◆ Instructions to follow ◆
Count the lines in the items below that contain the string "tree". Case matters. Reply with the number only.

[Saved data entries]
'''

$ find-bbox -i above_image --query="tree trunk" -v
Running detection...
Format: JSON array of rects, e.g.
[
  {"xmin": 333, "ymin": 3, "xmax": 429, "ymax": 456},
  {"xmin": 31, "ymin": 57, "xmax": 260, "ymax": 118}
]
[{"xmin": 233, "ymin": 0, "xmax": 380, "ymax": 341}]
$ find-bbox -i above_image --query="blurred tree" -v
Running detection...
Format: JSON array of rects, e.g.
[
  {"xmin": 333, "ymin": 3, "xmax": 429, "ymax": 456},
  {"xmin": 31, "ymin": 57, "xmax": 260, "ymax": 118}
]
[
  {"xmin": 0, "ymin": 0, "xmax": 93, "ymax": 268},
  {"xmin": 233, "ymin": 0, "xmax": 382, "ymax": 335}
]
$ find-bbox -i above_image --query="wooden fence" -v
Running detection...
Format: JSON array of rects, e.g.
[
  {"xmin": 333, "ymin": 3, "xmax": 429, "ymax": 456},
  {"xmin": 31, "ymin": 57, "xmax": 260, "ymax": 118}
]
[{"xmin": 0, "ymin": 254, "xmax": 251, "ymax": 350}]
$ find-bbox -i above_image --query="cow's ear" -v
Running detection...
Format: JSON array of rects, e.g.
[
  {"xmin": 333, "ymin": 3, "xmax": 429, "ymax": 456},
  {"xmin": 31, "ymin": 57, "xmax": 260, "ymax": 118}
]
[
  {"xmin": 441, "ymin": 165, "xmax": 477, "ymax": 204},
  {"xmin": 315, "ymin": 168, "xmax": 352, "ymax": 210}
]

'''
'''

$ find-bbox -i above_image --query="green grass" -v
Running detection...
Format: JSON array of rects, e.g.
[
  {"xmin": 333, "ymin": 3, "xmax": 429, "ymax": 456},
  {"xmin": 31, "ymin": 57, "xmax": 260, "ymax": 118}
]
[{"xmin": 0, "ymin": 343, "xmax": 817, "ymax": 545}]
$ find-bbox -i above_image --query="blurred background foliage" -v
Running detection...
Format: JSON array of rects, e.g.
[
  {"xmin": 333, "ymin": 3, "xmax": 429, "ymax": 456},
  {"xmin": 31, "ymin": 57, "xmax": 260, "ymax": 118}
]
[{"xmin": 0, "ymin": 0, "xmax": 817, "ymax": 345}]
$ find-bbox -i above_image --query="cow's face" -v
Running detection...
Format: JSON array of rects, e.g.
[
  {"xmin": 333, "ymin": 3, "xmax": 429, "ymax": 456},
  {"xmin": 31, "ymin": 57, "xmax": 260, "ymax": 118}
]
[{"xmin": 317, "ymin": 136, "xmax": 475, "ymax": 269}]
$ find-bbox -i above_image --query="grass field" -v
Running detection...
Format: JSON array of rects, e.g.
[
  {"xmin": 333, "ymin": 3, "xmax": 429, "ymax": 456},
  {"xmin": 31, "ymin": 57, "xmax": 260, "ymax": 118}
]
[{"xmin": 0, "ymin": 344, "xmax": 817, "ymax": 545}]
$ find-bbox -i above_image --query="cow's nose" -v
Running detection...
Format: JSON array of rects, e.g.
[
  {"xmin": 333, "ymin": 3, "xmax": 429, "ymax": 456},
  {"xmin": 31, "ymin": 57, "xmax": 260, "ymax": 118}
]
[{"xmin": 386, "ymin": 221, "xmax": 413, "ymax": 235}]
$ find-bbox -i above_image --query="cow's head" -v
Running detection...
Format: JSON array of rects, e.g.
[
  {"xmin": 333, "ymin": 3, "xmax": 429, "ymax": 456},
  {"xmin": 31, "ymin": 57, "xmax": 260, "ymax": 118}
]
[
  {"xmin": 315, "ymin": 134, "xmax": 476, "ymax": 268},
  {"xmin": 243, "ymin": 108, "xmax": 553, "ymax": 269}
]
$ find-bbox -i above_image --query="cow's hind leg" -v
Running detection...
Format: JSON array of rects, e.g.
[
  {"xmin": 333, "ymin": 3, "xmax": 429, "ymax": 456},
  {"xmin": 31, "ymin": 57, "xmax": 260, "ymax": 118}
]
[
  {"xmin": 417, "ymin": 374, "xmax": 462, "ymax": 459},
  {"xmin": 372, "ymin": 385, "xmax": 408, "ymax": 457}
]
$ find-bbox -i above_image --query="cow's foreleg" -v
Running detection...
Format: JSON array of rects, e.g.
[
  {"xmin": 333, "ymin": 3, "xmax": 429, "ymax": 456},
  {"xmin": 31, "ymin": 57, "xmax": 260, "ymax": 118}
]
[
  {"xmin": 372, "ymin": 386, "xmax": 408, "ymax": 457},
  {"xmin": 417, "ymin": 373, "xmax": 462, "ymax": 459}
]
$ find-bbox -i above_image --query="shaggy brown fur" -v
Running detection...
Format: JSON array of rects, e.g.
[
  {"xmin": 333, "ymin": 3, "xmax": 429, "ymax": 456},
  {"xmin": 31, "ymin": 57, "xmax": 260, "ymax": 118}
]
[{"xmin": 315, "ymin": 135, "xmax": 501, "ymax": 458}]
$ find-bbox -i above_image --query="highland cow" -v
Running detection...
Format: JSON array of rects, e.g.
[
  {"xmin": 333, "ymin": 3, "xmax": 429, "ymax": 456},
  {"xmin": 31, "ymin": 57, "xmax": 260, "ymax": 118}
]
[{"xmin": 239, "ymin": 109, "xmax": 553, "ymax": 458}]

'''

◆ Right answer ◆
2